DATASET EXTRACT –
··········

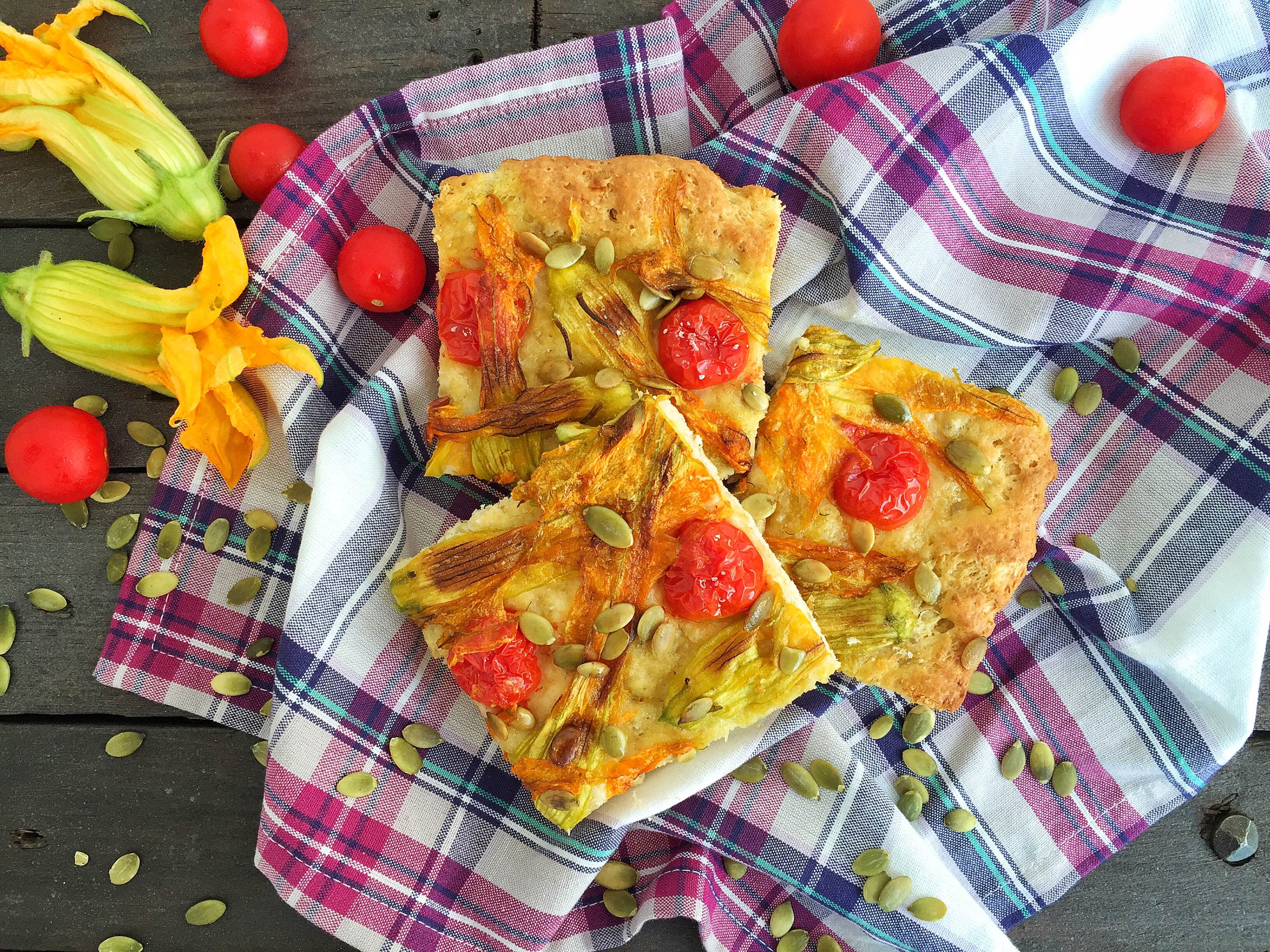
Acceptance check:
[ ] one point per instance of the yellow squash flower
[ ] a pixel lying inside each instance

··········

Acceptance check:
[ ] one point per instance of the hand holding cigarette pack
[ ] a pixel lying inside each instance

··········

TASK INSTRUCTIONS – Take every line in the preceding listing that contains "instance" and copy it.

RESPONSE TO THIS EXERCISE –
[ ] one point per instance of the yellow squash flower
[ ] a pixel lying inside each instance
[ ] one point per instance of the hand holding cigarette pack
[ ] a pixel lying inside each instance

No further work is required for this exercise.